### IHR ZIEL:
Beantworten Sie bitte anhand des Textes über Karajan weiter unten: Wo musste Henze während der Proben Platz nehmen?

### VORGEGEBENER TEXT:
Er nahm sich jedoch mit derselben Akribie auch neuer Stücke an. Uraufführungen dirigierte Karajan ja viel öfter als die Fama wahrhaben will. Von Hans Werner Henze gibt es einen halb zynischen, halb bewundernden Probenbericht: Karajan hatte Werke des jungen deutschen Vorzeigemodernen in das Programm genommen und arbeitete an jedem Detail. Henze musste auf einem Sessel zwischen Dirigent und Konzertmeister Platz nehmen, um jeden Aspekt der Phrasierung, der klanglichen Feinabstimmung sofort zu kommentieren.

### DATENSÄTZE:
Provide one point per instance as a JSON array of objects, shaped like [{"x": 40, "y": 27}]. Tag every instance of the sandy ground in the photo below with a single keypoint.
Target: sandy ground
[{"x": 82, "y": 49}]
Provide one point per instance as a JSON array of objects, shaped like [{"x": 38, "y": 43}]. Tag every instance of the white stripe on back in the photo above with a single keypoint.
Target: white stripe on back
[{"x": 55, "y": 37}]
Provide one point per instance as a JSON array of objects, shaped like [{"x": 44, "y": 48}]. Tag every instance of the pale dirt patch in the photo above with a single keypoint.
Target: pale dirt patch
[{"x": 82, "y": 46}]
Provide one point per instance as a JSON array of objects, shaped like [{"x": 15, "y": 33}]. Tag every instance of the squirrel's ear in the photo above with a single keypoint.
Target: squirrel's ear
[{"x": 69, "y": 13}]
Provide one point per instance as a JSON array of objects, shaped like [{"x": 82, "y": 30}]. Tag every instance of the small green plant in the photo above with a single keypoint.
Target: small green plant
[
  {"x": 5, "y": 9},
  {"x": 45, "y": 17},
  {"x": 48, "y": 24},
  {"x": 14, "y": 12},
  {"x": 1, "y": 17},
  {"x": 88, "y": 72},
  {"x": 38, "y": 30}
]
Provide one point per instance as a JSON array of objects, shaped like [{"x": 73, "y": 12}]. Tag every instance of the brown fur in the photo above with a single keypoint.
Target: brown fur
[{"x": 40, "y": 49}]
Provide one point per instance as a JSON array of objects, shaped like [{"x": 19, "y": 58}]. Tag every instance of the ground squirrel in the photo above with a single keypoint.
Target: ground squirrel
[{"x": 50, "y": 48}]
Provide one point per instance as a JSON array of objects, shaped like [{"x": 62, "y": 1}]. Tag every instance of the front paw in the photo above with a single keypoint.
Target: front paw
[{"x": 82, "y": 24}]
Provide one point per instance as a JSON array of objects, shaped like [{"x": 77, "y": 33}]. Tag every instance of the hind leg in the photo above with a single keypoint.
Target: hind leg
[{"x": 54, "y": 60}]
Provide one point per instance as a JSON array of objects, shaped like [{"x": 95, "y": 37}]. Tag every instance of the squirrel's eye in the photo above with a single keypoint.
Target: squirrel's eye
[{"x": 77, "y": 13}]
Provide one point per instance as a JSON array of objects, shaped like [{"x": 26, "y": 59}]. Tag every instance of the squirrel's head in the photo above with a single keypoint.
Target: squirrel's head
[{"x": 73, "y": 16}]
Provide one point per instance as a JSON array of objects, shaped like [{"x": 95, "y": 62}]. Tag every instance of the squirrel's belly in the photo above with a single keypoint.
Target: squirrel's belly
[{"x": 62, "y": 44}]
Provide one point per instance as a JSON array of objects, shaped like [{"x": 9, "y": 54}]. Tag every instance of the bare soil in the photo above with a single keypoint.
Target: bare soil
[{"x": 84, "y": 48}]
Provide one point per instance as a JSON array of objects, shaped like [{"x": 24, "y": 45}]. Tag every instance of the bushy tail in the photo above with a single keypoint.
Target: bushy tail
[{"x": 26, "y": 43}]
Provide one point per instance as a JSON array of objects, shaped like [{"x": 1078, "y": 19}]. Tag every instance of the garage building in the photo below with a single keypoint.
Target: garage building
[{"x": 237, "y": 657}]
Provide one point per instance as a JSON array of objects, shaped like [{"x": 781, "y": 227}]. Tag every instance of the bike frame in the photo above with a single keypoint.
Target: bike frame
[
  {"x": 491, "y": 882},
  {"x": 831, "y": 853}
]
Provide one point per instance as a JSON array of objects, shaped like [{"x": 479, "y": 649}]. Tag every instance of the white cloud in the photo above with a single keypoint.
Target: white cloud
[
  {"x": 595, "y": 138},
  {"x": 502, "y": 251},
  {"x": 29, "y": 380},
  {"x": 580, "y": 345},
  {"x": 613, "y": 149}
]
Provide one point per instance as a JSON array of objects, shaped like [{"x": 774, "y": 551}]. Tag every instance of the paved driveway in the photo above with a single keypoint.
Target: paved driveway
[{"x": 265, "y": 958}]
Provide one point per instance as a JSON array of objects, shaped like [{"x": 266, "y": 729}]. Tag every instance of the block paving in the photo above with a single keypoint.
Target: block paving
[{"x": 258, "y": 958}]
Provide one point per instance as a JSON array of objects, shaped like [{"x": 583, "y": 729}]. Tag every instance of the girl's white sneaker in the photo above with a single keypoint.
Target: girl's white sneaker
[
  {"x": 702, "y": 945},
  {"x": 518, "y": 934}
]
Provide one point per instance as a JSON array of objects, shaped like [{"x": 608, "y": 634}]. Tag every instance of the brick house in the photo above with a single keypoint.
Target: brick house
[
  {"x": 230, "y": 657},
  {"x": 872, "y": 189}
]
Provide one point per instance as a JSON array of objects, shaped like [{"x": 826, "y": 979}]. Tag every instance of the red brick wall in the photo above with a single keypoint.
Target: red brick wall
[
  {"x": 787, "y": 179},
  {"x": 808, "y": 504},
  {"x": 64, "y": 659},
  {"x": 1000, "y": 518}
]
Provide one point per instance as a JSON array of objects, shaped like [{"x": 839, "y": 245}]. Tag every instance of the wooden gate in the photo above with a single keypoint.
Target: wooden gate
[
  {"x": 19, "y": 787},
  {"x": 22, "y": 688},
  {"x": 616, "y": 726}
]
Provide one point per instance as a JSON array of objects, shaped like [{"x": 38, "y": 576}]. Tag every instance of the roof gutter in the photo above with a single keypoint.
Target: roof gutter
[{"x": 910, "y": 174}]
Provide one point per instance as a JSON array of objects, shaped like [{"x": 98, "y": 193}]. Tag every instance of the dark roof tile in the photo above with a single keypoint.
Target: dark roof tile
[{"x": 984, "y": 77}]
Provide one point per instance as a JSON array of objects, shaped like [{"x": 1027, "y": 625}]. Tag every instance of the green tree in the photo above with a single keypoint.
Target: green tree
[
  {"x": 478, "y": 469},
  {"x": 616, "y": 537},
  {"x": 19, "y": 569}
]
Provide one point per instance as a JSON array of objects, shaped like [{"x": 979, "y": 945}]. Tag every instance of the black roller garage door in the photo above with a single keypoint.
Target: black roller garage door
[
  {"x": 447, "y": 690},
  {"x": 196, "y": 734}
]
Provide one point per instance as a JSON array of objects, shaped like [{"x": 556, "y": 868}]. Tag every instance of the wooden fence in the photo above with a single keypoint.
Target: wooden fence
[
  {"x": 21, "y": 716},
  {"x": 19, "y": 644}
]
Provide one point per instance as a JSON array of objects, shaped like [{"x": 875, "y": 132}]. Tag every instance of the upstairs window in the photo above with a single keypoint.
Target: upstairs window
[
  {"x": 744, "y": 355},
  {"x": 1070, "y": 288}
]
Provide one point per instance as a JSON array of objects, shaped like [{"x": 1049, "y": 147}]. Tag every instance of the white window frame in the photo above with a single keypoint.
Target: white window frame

### ERGEBNIS DER ÜBUNG:
Auf einem Sessel zwischen Dirigent und Konzertmeister.